WRITTEN EXERCISE: The listing beneath should be written out in full, exactly as shown.

◆ ◆ ◆ ◆ ◆

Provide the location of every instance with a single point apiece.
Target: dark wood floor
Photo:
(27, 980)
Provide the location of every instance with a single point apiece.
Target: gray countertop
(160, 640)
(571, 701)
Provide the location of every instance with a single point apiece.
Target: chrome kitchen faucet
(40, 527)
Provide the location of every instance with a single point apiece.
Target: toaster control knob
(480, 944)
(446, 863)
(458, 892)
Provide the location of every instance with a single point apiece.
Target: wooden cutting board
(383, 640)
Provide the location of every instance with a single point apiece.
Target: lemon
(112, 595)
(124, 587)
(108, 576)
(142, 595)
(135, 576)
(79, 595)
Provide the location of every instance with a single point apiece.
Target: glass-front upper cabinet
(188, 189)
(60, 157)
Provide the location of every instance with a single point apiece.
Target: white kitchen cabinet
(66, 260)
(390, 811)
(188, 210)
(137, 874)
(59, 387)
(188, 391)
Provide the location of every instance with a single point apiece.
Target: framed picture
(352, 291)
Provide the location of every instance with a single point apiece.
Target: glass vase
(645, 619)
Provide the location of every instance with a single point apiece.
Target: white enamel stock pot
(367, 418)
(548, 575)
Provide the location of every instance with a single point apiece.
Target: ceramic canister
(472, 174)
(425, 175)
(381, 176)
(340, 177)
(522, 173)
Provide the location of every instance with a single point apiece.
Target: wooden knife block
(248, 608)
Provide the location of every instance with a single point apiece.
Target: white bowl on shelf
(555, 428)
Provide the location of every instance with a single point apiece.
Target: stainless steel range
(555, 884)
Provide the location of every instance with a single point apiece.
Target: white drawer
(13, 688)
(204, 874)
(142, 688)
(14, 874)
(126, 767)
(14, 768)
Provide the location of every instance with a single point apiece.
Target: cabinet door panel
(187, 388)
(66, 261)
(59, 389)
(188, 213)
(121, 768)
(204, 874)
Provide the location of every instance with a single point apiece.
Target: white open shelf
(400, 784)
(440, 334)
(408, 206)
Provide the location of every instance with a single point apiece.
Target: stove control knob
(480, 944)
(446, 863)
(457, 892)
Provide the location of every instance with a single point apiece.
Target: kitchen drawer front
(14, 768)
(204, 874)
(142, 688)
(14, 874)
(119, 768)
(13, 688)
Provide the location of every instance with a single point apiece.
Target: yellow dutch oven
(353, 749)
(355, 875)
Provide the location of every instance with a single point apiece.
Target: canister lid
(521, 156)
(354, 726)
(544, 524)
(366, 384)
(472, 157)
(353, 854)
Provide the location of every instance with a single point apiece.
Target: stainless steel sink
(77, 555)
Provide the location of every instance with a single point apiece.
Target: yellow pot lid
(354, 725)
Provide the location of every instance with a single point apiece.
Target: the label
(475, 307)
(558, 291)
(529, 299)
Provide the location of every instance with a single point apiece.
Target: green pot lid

◆ ◆ ◆ ◆ ◆

REPLY TO THE EXERCISE:
Provide the location of every instance with a single point apiece.
Target: dark wood floor
Photo:
(27, 980)
Provide the location of every instance with a single point apiece.
Target: gray countertop
(160, 640)
(571, 701)
Provide the location of every instance with a single point apiece.
Target: chrome kitchen faucet
(40, 527)
Provide the location of every instance with a single point apiece.
Target: toaster control knob
(480, 944)
(446, 863)
(458, 892)
Provide the location of every instance with a single point apiece.
Target: wooden cutting board
(383, 640)
Provide the location of every instance with a single point apiece.
Target: lemon
(112, 595)
(124, 587)
(108, 576)
(142, 595)
(135, 576)
(79, 595)
Provide the location of every instance with a single point apiece.
Target: glass-front upper cabinet
(188, 189)
(60, 157)
Provide the location of every instance with a single point apiece.
Target: white kitchen cabinet
(66, 260)
(390, 811)
(188, 210)
(137, 874)
(59, 387)
(188, 391)
Provide the location of every instance with a single point apiece.
Target: framed picture
(352, 291)
Provide the location of every instance with a single point apiece.
Target: glass vase
(645, 619)
Provide the location of every instance with a single point apiece.
Target: white enamel stock pot
(367, 418)
(548, 575)
Provide the location of every instance with a single point apiece.
Target: ceramic canister
(472, 174)
(425, 175)
(381, 176)
(340, 177)
(522, 173)
Provide the location of every instance with a single point apiece.
Target: wooden knife block
(248, 608)
Provide the location of every instance with a single point apiece.
Target: white bowl on shelf
(555, 428)
Provide the location of every instance with a single point apiece.
Target: stainless steel range
(555, 884)
Provide the location of every instance with a single point apiece.
Target: white drawer
(13, 688)
(204, 874)
(142, 688)
(14, 874)
(126, 767)
(14, 768)
Provide the location of every instance with a single point apiece.
Target: cabinet door panel
(187, 388)
(66, 261)
(59, 389)
(188, 213)
(121, 768)
(204, 874)
Provide the location of every instance with a single point apiece.
Target: white open shelf
(400, 784)
(440, 334)
(408, 206)
Provide the location of every instance with a single point apiece.
Target: stove control knob
(480, 944)
(446, 863)
(457, 892)
Provide the location of every instance with a single point apiece.
Target: kitchen drawer front
(14, 768)
(204, 874)
(142, 688)
(14, 874)
(119, 768)
(13, 688)
Provide the location of every instance with a single point apiece.
Target: yellow dutch oven
(353, 749)
(355, 875)
Provide the location of every instance with a single point apiece.
Target: canister lid
(521, 156)
(354, 726)
(544, 524)
(366, 384)
(472, 157)
(353, 854)
Provide the location of every instance with a single point apiece.
Target: stainless steel sink
(77, 555)
Provide the location of every instance with a single point apiece.
Target: yellow pot lid
(354, 725)
Provide the location of every instance with a single point apiece.
Target: the label
(475, 307)
(558, 291)
(529, 299)
Provide the location of every instance with a single point apiece.
Target: green pot lid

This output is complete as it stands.